RECORD LIST:

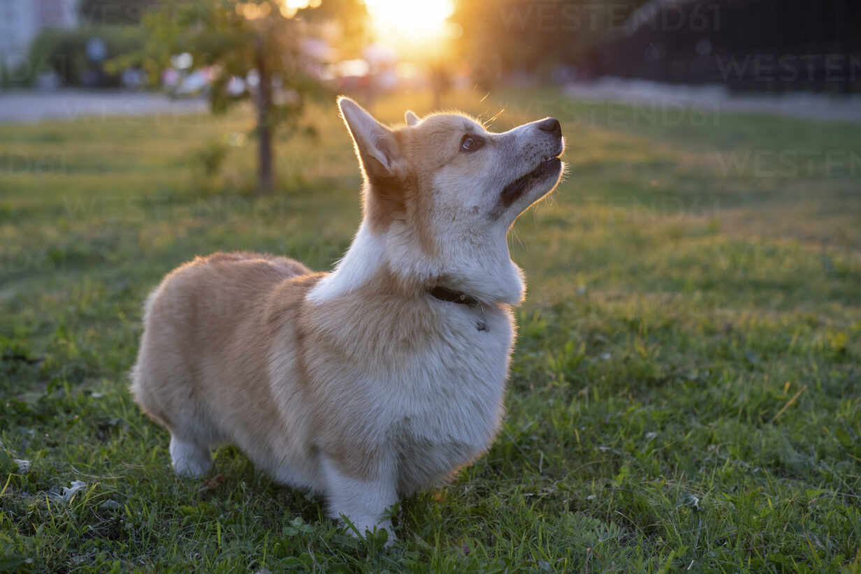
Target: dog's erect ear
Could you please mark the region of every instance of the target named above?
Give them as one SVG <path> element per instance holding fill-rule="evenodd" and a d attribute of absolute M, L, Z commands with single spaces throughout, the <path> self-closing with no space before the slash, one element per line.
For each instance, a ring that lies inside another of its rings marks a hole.
<path fill-rule="evenodd" d="M 413 114 L 412 109 L 406 110 L 406 113 L 404 114 L 404 120 L 407 126 L 415 126 L 418 123 L 418 116 Z"/>
<path fill-rule="evenodd" d="M 339 97 L 338 105 L 341 108 L 344 122 L 353 136 L 356 154 L 368 176 L 398 176 L 401 156 L 392 130 L 348 97 Z"/>

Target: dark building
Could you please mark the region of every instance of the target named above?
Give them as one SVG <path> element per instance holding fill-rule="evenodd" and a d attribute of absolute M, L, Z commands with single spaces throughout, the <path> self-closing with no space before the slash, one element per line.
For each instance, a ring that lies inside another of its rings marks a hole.
<path fill-rule="evenodd" d="M 582 64 L 591 77 L 861 92 L 861 2 L 651 0 Z"/>

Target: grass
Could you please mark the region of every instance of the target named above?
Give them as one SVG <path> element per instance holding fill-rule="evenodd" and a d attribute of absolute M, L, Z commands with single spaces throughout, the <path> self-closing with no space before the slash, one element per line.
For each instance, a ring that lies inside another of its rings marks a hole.
<path fill-rule="evenodd" d="M 858 127 L 481 96 L 452 104 L 505 108 L 498 130 L 558 117 L 571 170 L 511 235 L 530 293 L 502 432 L 403 502 L 385 552 L 235 448 L 220 477 L 175 478 L 127 391 L 172 267 L 346 249 L 359 179 L 334 103 L 279 142 L 263 198 L 241 110 L 0 127 L 0 571 L 861 571 Z"/>

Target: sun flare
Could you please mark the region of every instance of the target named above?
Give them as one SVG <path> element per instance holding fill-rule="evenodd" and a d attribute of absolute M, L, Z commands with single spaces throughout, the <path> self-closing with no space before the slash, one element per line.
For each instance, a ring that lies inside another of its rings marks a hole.
<path fill-rule="evenodd" d="M 418 48 L 451 35 L 453 0 L 365 0 L 378 41 Z"/>

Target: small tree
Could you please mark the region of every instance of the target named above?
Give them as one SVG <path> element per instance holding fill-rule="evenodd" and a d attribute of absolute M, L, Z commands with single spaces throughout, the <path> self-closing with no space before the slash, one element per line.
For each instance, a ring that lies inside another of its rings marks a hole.
<path fill-rule="evenodd" d="M 275 170 L 272 141 L 276 127 L 295 128 L 307 98 L 323 90 L 319 76 L 303 55 L 301 40 L 320 20 L 361 22 L 355 0 L 176 0 L 144 15 L 150 32 L 145 66 L 151 78 L 160 77 L 171 57 L 189 52 L 197 68 L 214 77 L 210 108 L 223 113 L 251 97 L 257 111 L 257 188 L 272 190 Z M 232 95 L 234 78 L 248 89 Z"/>

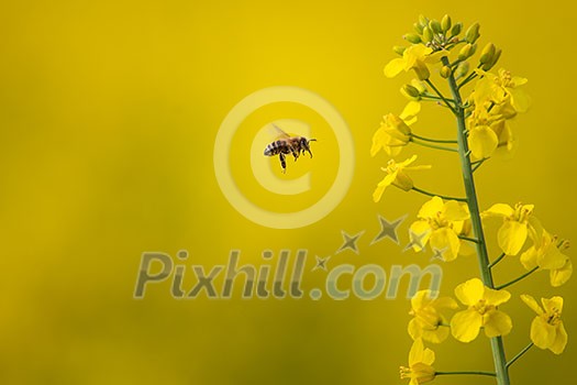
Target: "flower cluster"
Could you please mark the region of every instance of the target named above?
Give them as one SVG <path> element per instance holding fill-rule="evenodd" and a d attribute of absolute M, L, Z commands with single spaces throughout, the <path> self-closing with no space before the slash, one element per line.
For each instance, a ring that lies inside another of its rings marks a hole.
<path fill-rule="evenodd" d="M 561 315 L 563 298 L 542 298 L 541 304 L 528 294 L 512 297 L 506 288 L 539 271 L 546 271 L 553 287 L 565 284 L 573 273 L 573 264 L 565 254 L 568 242 L 552 235 L 533 215 L 534 206 L 496 204 L 485 211 L 478 205 L 474 173 L 499 154 L 512 155 L 515 139 L 510 121 L 526 112 L 530 98 L 524 94 L 525 78 L 495 66 L 501 50 L 488 43 L 477 50 L 480 25 L 474 23 L 465 32 L 462 23 L 453 23 L 448 15 L 440 21 L 423 15 L 414 23 L 414 32 L 404 35 L 407 46 L 393 47 L 399 57 L 385 66 L 385 76 L 401 73 L 414 78 L 401 88 L 409 99 L 402 113 L 388 113 L 373 136 L 371 156 L 382 150 L 397 156 L 403 147 L 417 144 L 453 152 L 461 163 L 465 197 L 448 197 L 415 186 L 409 173 L 431 166 L 412 166 L 417 155 L 403 162 L 393 158 L 382 168 L 386 173 L 378 183 L 373 199 L 382 198 L 387 187 L 417 191 L 430 197 L 410 226 L 411 246 L 415 252 L 428 245 L 445 262 L 459 255 L 476 254 L 479 278 L 471 277 L 454 289 L 452 297 L 435 298 L 430 290 L 420 290 L 411 299 L 411 319 L 408 324 L 413 345 L 409 366 L 401 366 L 401 378 L 421 384 L 442 374 L 480 374 L 497 377 L 499 384 L 509 384 L 508 367 L 531 346 L 561 354 L 567 344 L 567 332 Z M 474 68 L 471 70 L 471 68 Z M 446 81 L 451 96 L 435 86 L 435 75 Z M 465 89 L 468 88 L 468 94 Z M 455 139 L 442 140 L 415 132 L 421 103 L 432 101 L 453 113 L 457 132 Z M 492 161 L 491 161 L 492 162 Z M 501 220 L 496 239 L 500 255 L 489 258 L 485 233 L 495 218 Z M 519 258 L 526 272 L 502 285 L 493 283 L 493 270 L 503 258 Z M 504 361 L 502 337 L 513 330 L 513 320 L 507 314 L 511 298 L 520 298 L 536 317 L 531 323 L 531 343 L 510 362 Z M 448 312 L 453 312 L 450 317 Z M 491 349 L 495 372 L 439 372 L 433 369 L 434 352 L 424 342 L 441 343 L 450 336 L 461 342 L 470 342 L 482 333 L 493 340 Z"/>

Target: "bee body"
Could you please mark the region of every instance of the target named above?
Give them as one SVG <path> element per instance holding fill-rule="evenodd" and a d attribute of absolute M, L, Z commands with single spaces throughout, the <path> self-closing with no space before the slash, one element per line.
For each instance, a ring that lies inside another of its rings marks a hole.
<path fill-rule="evenodd" d="M 278 127 L 275 125 L 275 128 L 280 132 L 280 138 L 273 143 L 269 143 L 265 147 L 264 154 L 265 156 L 278 155 L 280 160 L 280 167 L 282 167 L 282 173 L 287 170 L 286 155 L 288 154 L 292 154 L 295 162 L 301 154 L 304 154 L 304 152 L 308 152 L 312 158 L 310 142 L 315 141 L 315 139 L 309 140 L 304 136 L 290 136 Z"/>

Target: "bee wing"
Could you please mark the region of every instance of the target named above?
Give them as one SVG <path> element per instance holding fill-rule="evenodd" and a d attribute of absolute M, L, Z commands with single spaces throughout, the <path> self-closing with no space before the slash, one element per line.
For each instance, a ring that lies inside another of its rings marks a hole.
<path fill-rule="evenodd" d="M 278 125 L 273 123 L 273 135 L 275 135 L 277 139 L 289 139 L 290 135 L 287 134 L 285 131 L 282 131 Z"/>

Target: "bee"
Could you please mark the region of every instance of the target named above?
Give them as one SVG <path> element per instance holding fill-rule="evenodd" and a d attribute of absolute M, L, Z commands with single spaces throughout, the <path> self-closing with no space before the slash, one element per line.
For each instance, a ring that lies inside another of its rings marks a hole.
<path fill-rule="evenodd" d="M 265 156 L 278 155 L 280 160 L 280 167 L 282 167 L 282 174 L 287 172 L 286 156 L 292 154 L 295 162 L 301 154 L 308 152 L 312 158 L 312 152 L 310 142 L 317 141 L 315 139 L 307 139 L 304 136 L 290 136 L 285 131 L 273 124 L 279 136 L 273 143 L 269 143 L 265 148 Z"/>

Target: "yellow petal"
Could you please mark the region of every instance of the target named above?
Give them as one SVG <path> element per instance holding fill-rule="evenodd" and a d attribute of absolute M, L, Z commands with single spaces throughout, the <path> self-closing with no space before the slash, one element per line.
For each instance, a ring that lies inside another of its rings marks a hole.
<path fill-rule="evenodd" d="M 447 308 L 447 309 L 456 309 L 458 308 L 457 301 L 451 297 L 441 297 L 435 300 L 433 300 L 433 306 L 435 308 Z"/>
<path fill-rule="evenodd" d="M 448 200 L 445 204 L 443 215 L 448 221 L 464 221 L 469 218 L 469 211 L 456 200 Z"/>
<path fill-rule="evenodd" d="M 444 208 L 443 199 L 440 197 L 433 197 L 426 201 L 419 210 L 419 218 L 434 219 L 439 212 L 442 212 Z"/>
<path fill-rule="evenodd" d="M 421 111 L 421 103 L 414 100 L 411 100 L 404 106 L 399 118 L 402 120 L 412 119 Z"/>
<path fill-rule="evenodd" d="M 421 339 L 417 339 L 413 341 L 413 344 L 411 345 L 411 350 L 409 352 L 409 365 L 414 365 L 418 362 L 423 362 L 424 358 L 424 344 Z"/>
<path fill-rule="evenodd" d="M 479 334 L 482 316 L 473 309 L 457 312 L 451 320 L 453 337 L 462 342 L 470 342 Z"/>
<path fill-rule="evenodd" d="M 407 331 L 409 332 L 409 336 L 411 336 L 413 340 L 417 340 L 423 336 L 423 329 L 420 327 L 419 322 L 417 321 L 417 318 L 412 318 L 409 321 Z"/>
<path fill-rule="evenodd" d="M 450 333 L 448 328 L 439 327 L 435 330 L 423 330 L 422 338 L 423 340 L 432 342 L 432 343 L 441 343 L 447 339 L 448 333 Z"/>
<path fill-rule="evenodd" d="M 484 212 L 487 217 L 504 217 L 509 218 L 514 215 L 514 210 L 511 206 L 504 204 L 492 205 L 488 210 Z"/>
<path fill-rule="evenodd" d="M 548 324 L 542 317 L 535 317 L 531 322 L 531 341 L 541 349 L 548 349 L 555 342 L 555 327 Z"/>
<path fill-rule="evenodd" d="M 542 298 L 541 302 L 543 304 L 543 309 L 546 312 L 562 312 L 563 311 L 563 297 L 555 296 L 552 298 Z"/>
<path fill-rule="evenodd" d="M 537 250 L 535 246 L 533 245 L 529 248 L 523 254 L 521 254 L 519 261 L 526 270 L 535 268 L 537 266 Z"/>
<path fill-rule="evenodd" d="M 470 130 L 468 142 L 473 155 L 482 160 L 492 155 L 499 144 L 499 138 L 488 125 L 477 125 Z"/>
<path fill-rule="evenodd" d="M 507 302 L 511 298 L 511 294 L 507 290 L 495 290 L 491 288 L 485 288 L 485 299 L 488 305 L 499 306 Z"/>
<path fill-rule="evenodd" d="M 523 302 L 526 304 L 526 306 L 529 306 L 534 312 L 536 312 L 537 315 L 542 315 L 543 314 L 543 309 L 541 308 L 541 306 L 537 304 L 537 301 L 535 300 L 535 298 L 533 298 L 532 296 L 530 296 L 529 294 L 522 294 L 521 295 L 521 300 Z"/>
<path fill-rule="evenodd" d="M 473 278 L 455 288 L 455 295 L 464 305 L 477 305 L 482 299 L 485 286 L 479 278 Z"/>
<path fill-rule="evenodd" d="M 531 106 L 531 99 L 529 96 L 521 89 L 509 88 L 509 94 L 511 95 L 511 105 L 519 112 L 526 112 L 529 106 Z"/>
<path fill-rule="evenodd" d="M 550 350 L 555 354 L 561 354 L 565 350 L 568 336 L 567 331 L 565 330 L 565 326 L 563 326 L 563 322 L 559 322 L 559 324 L 557 324 L 557 329 L 555 331 L 555 340 L 551 344 Z"/>
<path fill-rule="evenodd" d="M 404 69 L 404 61 L 402 58 L 393 58 L 385 67 L 385 76 L 388 78 L 396 77 Z"/>
<path fill-rule="evenodd" d="M 492 338 L 497 336 L 507 336 L 513 328 L 511 317 L 501 310 L 488 311 L 484 316 L 485 334 Z"/>
<path fill-rule="evenodd" d="M 497 240 L 499 246 L 507 255 L 517 255 L 526 240 L 526 224 L 518 221 L 506 220 L 499 229 Z"/>

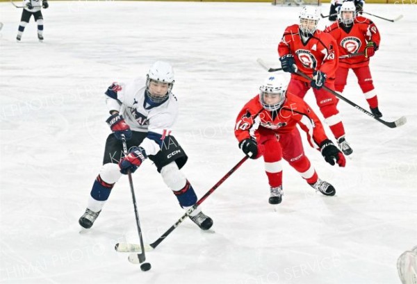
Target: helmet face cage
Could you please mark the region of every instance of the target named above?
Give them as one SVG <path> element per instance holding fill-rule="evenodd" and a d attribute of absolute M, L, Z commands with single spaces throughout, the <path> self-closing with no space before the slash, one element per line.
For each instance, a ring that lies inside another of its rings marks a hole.
<path fill-rule="evenodd" d="M 167 93 L 163 96 L 152 94 L 150 90 L 152 82 L 167 83 L 168 86 Z M 172 90 L 174 82 L 174 70 L 171 65 L 162 61 L 156 62 L 151 67 L 147 75 L 146 90 L 151 101 L 154 103 L 161 103 L 165 101 Z"/>
<path fill-rule="evenodd" d="M 344 12 L 351 12 L 352 17 L 350 17 L 349 18 L 345 18 L 344 15 L 345 15 L 347 13 L 344 13 Z M 347 26 L 352 24 L 353 23 L 353 20 L 356 17 L 356 7 L 354 6 L 353 2 L 344 2 L 339 10 L 338 16 L 339 21 L 342 24 Z"/>
<path fill-rule="evenodd" d="M 269 111 L 275 111 L 281 108 L 285 101 L 286 90 L 275 77 L 268 78 L 265 83 L 259 87 L 259 101 L 263 108 Z M 275 103 L 269 104 L 265 101 L 264 96 L 265 95 L 277 96 L 279 99 Z"/>
<path fill-rule="evenodd" d="M 300 30 L 304 35 L 313 35 L 318 24 L 318 11 L 314 7 L 303 7 L 300 13 Z"/>

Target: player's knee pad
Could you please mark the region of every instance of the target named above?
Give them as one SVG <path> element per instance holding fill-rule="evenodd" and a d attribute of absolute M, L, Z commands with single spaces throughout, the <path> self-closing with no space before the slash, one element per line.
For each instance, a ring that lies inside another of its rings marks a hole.
<path fill-rule="evenodd" d="M 117 164 L 105 164 L 92 185 L 90 195 L 94 199 L 104 201 L 108 199 L 115 183 L 122 176 Z"/>
<path fill-rule="evenodd" d="M 171 162 L 161 169 L 163 182 L 173 191 L 181 190 L 187 182 L 187 178 L 178 168 L 175 162 Z"/>
<path fill-rule="evenodd" d="M 197 202 L 195 192 L 184 175 L 172 162 L 161 169 L 164 183 L 172 190 L 181 207 L 192 206 Z"/>
<path fill-rule="evenodd" d="M 265 162 L 277 162 L 282 158 L 282 148 L 277 139 L 270 139 L 263 145 L 263 159 Z"/>
<path fill-rule="evenodd" d="M 293 167 L 297 172 L 302 174 L 307 172 L 309 169 L 311 167 L 311 163 L 309 158 L 305 156 L 302 155 L 300 157 L 299 159 L 297 160 L 291 160 L 289 161 L 289 164 L 291 167 Z M 304 177 L 304 176 L 303 176 Z M 310 176 L 309 176 L 310 177 Z"/>
<path fill-rule="evenodd" d="M 361 90 L 362 90 L 362 92 L 363 92 L 364 94 L 372 91 L 375 89 L 372 79 L 370 79 L 370 81 L 359 81 L 359 87 L 361 87 Z"/>
<path fill-rule="evenodd" d="M 103 165 L 103 167 L 100 169 L 99 176 L 101 177 L 103 181 L 111 184 L 115 183 L 120 178 L 122 173 L 117 164 L 109 162 Z"/>

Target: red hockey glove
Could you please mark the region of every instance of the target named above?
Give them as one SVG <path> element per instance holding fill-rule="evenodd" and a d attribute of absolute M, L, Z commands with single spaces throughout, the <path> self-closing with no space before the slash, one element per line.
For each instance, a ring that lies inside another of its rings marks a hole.
<path fill-rule="evenodd" d="M 242 149 L 245 155 L 249 156 L 251 159 L 256 159 L 258 156 L 258 144 L 256 141 L 247 138 L 240 141 L 239 148 Z"/>
<path fill-rule="evenodd" d="M 132 131 L 124 121 L 123 116 L 115 113 L 106 121 L 113 134 L 118 140 L 122 140 L 122 134 L 124 134 L 126 140 L 132 137 Z"/>
<path fill-rule="evenodd" d="M 375 54 L 377 50 L 377 44 L 374 42 L 368 42 L 366 47 L 365 47 L 365 57 L 368 58 Z"/>
<path fill-rule="evenodd" d="M 295 60 L 292 54 L 286 54 L 279 58 L 281 67 L 284 72 L 295 73 L 297 70 L 294 68 Z"/>
<path fill-rule="evenodd" d="M 135 172 L 147 158 L 143 148 L 133 147 L 130 153 L 119 162 L 120 172 L 123 174 L 127 174 L 129 171 L 132 173 Z"/>
<path fill-rule="evenodd" d="M 326 139 L 323 141 L 320 147 L 320 149 L 326 162 L 332 166 L 336 164 L 334 162 L 335 160 L 339 167 L 345 167 L 346 165 L 346 158 L 343 153 L 329 140 Z"/>

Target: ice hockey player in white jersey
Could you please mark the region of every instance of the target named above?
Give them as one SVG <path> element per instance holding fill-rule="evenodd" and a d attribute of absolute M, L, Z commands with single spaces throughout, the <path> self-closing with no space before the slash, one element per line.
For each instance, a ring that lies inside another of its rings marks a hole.
<path fill-rule="evenodd" d="M 113 83 L 108 88 L 106 104 L 111 116 L 106 122 L 113 133 L 107 137 L 103 166 L 92 185 L 85 212 L 79 219 L 83 228 L 92 226 L 122 174 L 134 172 L 147 158 L 155 164 L 183 208 L 187 210 L 197 202 L 193 186 L 179 170 L 188 156 L 170 135 L 178 113 L 177 98 L 171 92 L 173 85 L 172 67 L 157 61 L 146 79 L 137 78 L 126 84 Z M 130 150 L 126 157 L 122 135 Z M 190 218 L 202 230 L 213 225 L 211 218 L 199 206 Z"/>
<path fill-rule="evenodd" d="M 41 3 L 42 2 L 42 3 Z M 16 40 L 17 42 L 20 42 L 22 40 L 22 35 L 24 31 L 24 28 L 26 24 L 28 24 L 31 17 L 33 15 L 35 21 L 38 24 L 38 38 L 40 42 L 43 40 L 43 16 L 42 15 L 41 8 L 44 9 L 47 8 L 49 6 L 47 0 L 24 0 L 23 11 L 22 12 L 22 17 L 20 19 L 20 24 L 19 24 L 19 30 L 17 31 L 17 36 Z"/>

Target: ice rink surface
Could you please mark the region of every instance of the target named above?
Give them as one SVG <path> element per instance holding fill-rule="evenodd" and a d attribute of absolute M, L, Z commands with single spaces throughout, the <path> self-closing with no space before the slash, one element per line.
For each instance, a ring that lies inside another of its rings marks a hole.
<path fill-rule="evenodd" d="M 327 15 L 329 5 L 322 9 Z M 203 203 L 212 230 L 186 220 L 147 253 L 152 269 L 142 272 L 113 249 L 138 242 L 122 176 L 92 229 L 79 233 L 110 133 L 106 87 L 145 75 L 156 60 L 173 65 L 181 112 L 173 134 L 201 197 L 243 157 L 234 124 L 267 76 L 256 59 L 279 67 L 277 45 L 299 10 L 51 1 L 42 10 L 44 42 L 32 19 L 17 43 L 21 10 L 0 3 L 0 283 L 400 283 L 397 258 L 417 244 L 416 5 L 366 6 L 386 17 L 404 15 L 395 23 L 371 17 L 382 34 L 371 72 L 383 118 L 405 115 L 407 124 L 391 129 L 341 101 L 354 152 L 346 167 L 306 146 L 335 197 L 316 194 L 284 163 L 285 195 L 275 210 L 263 161 L 248 160 Z M 343 95 L 368 109 L 352 73 Z M 306 101 L 318 112 L 312 93 Z M 183 212 L 149 161 L 133 183 L 145 240 L 152 242 Z"/>

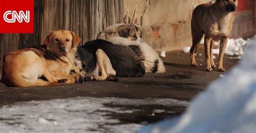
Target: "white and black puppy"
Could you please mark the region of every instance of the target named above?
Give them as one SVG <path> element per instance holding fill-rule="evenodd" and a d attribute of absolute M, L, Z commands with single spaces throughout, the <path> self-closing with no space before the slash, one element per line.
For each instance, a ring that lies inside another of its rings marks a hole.
<path fill-rule="evenodd" d="M 115 77 L 116 71 L 113 69 L 110 59 L 100 49 L 85 49 L 77 47 L 75 63 L 80 68 L 80 74 L 83 81 L 118 81 Z M 73 73 L 77 73 L 73 71 Z"/>
<path fill-rule="evenodd" d="M 165 72 L 164 63 L 158 54 L 150 45 L 143 42 L 142 37 L 142 32 L 137 26 L 121 24 L 108 27 L 98 34 L 97 39 L 130 47 L 143 62 L 146 72 Z"/>

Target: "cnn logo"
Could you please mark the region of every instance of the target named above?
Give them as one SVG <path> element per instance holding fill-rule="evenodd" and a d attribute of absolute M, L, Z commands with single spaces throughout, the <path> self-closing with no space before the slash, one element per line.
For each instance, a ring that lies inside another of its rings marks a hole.
<path fill-rule="evenodd" d="M 9 16 L 10 18 L 8 18 Z M 9 23 L 15 23 L 16 20 L 19 23 L 22 23 L 24 20 L 27 23 L 30 21 L 29 11 L 26 11 L 25 13 L 20 11 L 18 14 L 16 11 L 7 11 L 4 13 L 3 17 L 4 21 Z"/>

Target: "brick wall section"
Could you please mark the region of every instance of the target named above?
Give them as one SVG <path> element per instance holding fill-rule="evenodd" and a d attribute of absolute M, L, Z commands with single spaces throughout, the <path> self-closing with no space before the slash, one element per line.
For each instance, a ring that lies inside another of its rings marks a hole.
<path fill-rule="evenodd" d="M 244 8 L 237 12 L 231 37 L 250 37 L 256 33 L 255 0 L 239 1 L 246 3 L 241 4 Z M 124 13 L 126 20 L 135 16 L 133 22 L 142 26 L 143 40 L 156 51 L 170 51 L 191 46 L 193 10 L 200 4 L 212 1 L 124 0 Z"/>

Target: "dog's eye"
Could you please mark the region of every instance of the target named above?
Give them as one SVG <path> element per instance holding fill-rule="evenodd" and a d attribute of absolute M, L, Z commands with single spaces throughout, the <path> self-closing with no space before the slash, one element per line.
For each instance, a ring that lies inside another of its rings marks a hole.
<path fill-rule="evenodd" d="M 136 35 L 130 35 L 130 36 L 133 37 L 133 38 L 137 38 Z"/>

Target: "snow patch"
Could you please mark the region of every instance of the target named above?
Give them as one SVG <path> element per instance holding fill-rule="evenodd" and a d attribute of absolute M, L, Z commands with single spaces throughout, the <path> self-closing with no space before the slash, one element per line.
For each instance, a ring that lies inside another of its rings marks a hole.
<path fill-rule="evenodd" d="M 247 45 L 240 65 L 212 83 L 184 114 L 140 132 L 255 132 L 256 40 Z"/>

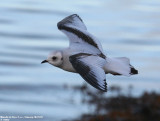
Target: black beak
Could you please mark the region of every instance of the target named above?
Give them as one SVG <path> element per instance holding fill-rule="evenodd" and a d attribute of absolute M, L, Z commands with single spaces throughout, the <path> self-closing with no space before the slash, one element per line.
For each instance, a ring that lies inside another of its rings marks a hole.
<path fill-rule="evenodd" d="M 47 60 L 44 60 L 44 61 L 41 62 L 41 64 L 42 64 L 42 63 L 46 63 L 46 62 L 48 62 L 48 61 L 47 61 Z"/>

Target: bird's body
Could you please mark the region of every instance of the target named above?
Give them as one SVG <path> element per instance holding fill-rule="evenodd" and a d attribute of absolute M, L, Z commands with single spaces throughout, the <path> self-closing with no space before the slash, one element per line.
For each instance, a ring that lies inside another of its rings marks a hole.
<path fill-rule="evenodd" d="M 57 26 L 69 38 L 69 47 L 52 52 L 42 63 L 48 62 L 65 71 L 79 73 L 85 81 L 102 91 L 107 91 L 105 74 L 138 74 L 128 58 L 106 56 L 98 39 L 87 31 L 77 14 L 64 18 Z"/>

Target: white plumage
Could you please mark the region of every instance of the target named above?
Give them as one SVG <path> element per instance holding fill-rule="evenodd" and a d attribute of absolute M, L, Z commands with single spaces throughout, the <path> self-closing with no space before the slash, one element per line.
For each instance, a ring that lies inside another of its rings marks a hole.
<path fill-rule="evenodd" d="M 85 81 L 102 91 L 107 91 L 107 73 L 138 74 L 128 58 L 106 57 L 98 39 L 87 31 L 77 14 L 64 18 L 57 26 L 69 38 L 69 48 L 52 52 L 42 63 L 48 62 L 63 70 L 79 73 Z"/>

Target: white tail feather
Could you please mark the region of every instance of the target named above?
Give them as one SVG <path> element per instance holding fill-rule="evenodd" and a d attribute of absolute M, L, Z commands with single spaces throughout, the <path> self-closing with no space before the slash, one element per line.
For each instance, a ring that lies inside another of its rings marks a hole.
<path fill-rule="evenodd" d="M 117 58 L 107 58 L 107 63 L 104 66 L 106 73 L 111 73 L 113 75 L 131 75 L 131 65 L 130 61 L 126 57 Z"/>

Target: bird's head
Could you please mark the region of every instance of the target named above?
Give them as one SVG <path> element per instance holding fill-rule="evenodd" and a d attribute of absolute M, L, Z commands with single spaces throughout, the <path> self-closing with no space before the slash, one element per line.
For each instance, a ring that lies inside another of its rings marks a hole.
<path fill-rule="evenodd" d="M 63 63 L 63 57 L 62 57 L 62 52 L 61 51 L 54 51 L 52 53 L 49 54 L 48 58 L 44 61 L 41 62 L 42 63 L 46 63 L 48 62 L 49 64 L 53 65 L 53 66 L 61 66 Z"/>

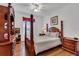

WHAT THE TASK REQUIRES: Please write out the records above, from the line containing "Target: small tree" through the line containing "275 170 L 272", reproducing each line exactly.

TASK RESULT:
Target: small tree
Could you please mark the region of every instance of the target named above?
Give them as one SVG <path> element per instance holding fill-rule="evenodd" and a d attribute of absolute M, L, Z commands with single spaces throughout, the <path> self-closing with no space before the slash, one element per line.
For each instance, a ring that lies inside another of its rings marks a hole.
<path fill-rule="evenodd" d="M 275 170 L 272 141 L 276 127 L 295 128 L 307 98 L 323 90 L 319 76 L 303 55 L 301 40 L 320 20 L 361 22 L 355 0 L 176 0 L 144 15 L 150 32 L 145 66 L 151 78 L 160 77 L 171 57 L 189 52 L 197 68 L 214 77 L 210 108 L 223 113 L 251 97 L 257 111 L 257 188 L 272 190 Z M 232 95 L 234 78 L 248 89 Z"/>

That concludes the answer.